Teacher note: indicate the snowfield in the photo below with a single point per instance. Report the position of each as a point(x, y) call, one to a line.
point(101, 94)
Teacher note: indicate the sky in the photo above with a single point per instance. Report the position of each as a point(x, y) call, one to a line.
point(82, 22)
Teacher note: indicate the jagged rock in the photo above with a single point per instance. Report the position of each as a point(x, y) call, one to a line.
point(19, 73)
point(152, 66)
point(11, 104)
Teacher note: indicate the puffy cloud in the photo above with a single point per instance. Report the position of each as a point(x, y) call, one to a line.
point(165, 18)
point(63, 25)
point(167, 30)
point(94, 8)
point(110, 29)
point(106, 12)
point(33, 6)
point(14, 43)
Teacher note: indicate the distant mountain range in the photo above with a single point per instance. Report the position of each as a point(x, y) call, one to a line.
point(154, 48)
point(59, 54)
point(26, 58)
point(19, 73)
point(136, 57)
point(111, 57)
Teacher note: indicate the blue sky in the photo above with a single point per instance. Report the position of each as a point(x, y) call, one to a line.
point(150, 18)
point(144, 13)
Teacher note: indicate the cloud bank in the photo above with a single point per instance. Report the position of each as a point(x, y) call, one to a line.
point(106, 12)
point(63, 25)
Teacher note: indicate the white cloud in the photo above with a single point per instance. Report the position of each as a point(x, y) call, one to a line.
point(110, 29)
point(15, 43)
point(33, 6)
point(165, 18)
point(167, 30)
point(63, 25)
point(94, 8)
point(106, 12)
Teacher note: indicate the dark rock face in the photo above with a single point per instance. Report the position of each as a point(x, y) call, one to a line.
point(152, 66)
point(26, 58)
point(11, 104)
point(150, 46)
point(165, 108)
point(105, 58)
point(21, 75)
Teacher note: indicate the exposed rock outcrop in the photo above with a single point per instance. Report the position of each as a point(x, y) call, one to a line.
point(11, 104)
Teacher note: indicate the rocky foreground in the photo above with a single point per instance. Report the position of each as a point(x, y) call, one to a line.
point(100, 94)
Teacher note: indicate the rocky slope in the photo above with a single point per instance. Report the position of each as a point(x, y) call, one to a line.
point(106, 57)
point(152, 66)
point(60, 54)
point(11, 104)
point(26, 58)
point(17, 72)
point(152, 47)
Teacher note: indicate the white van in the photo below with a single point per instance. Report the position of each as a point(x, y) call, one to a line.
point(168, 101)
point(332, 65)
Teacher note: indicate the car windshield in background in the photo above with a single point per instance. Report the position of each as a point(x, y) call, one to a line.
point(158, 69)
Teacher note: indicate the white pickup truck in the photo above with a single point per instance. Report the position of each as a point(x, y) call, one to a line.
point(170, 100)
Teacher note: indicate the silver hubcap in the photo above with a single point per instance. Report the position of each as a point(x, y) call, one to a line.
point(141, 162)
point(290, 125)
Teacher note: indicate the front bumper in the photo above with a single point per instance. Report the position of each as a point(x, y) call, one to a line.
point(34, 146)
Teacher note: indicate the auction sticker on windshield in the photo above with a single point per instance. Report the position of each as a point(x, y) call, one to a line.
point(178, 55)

TO DO: Each record is to be restated word for word.

ANSWER TO THE PROBLEM:
Teacher note: indicate the snowfield in the photo below with a single point per instance. Report the position of each as a point(x, y) call, one to a line.
point(101, 94)
Teacher note: indicate the sky in the photo above with a single point per instance. Report the position of each as a point(x, y) call, one to a line.
point(82, 22)
Teacher note: indicate the jagged rock in the photo above with a single point per instance. Report the position of each as a point(x, y) call, one to a line.
point(19, 73)
point(152, 66)
point(11, 104)
Teacher note: indicate the puffy cloud in the photo above with a single point per instance. Report the position of each as a point(x, y) call, one to a line.
point(165, 18)
point(63, 25)
point(167, 30)
point(94, 8)
point(110, 29)
point(106, 12)
point(33, 6)
point(14, 43)
Teacher note: indicate the distant mountain range in the photo above with a single point per instance. Report the position of each as a point(x, y) call, one to a line.
point(154, 48)
point(59, 54)
point(26, 58)
point(19, 73)
point(136, 57)
point(111, 57)
Teacher note: indicate the blue sky in the photo above with a single point per instance. Report the position of each as a point(x, y) call, one to a line.
point(150, 18)
point(144, 13)
Teacher note: indicate the cloud bank in the photo above with a single point per instance. Report the position of each as a point(x, y) call, one to a line.
point(106, 12)
point(63, 25)
Teacher note: indicate the white cloud in the photo above with a single point per instance. Report the position of each as a point(x, y) call, one to a line.
point(110, 29)
point(15, 43)
point(33, 6)
point(165, 18)
point(167, 30)
point(63, 25)
point(94, 8)
point(106, 12)
Teacher note: indicate the dark rock face in the photo above with a single point per instance. Report the position of each as a point(x, y) call, one to a line.
point(152, 66)
point(26, 58)
point(11, 104)
point(150, 46)
point(165, 108)
point(105, 58)
point(21, 75)
Teacher note: indicate the exposed rock outcrop in the photo above with a single point per instance. Report the position of each as a point(x, y) call, one to a line.
point(11, 104)
Teacher note: indicate the rocky foreground in the photo above with a single point per instance. Report the position of each as a point(x, y) call, one to a line.
point(100, 94)
Teacher note: indicate the rocky slope in the photo above with a single point per instance. Report the position of each as a point(x, y) call, one to a line.
point(106, 57)
point(152, 66)
point(60, 54)
point(11, 104)
point(26, 58)
point(17, 72)
point(152, 47)
Teacher note: indicate the white van in the photo below with a single point per instance. Report the position of each as a point(x, y) call, one to a line.
point(168, 101)
point(332, 65)
Teacher note: indicate the car windshield in background in the photo above with a single point per instance. Report the position of each as a point(x, y) call, one to a line.
point(158, 69)
Teacher note: indicate the white pickup truck in the photo above with a single point per instance. Report the position of each as a point(x, y) call, one to a line.
point(170, 100)
Teacher note: indicate the silver hubcap in the photo above with a single point per instance. Report the position of each as a point(x, y) call, one to a line.
point(141, 162)
point(290, 125)
Teacher note: indicate the front bumper in the photo above with a single point per instance. Report the position of each as a point(x, y) call, one to a line.
point(34, 146)
Teacher note: indicate the auction sticker on windshield in the photo above with a single point per instance. Report the position of each as a point(x, y) call, one to a line.
point(178, 55)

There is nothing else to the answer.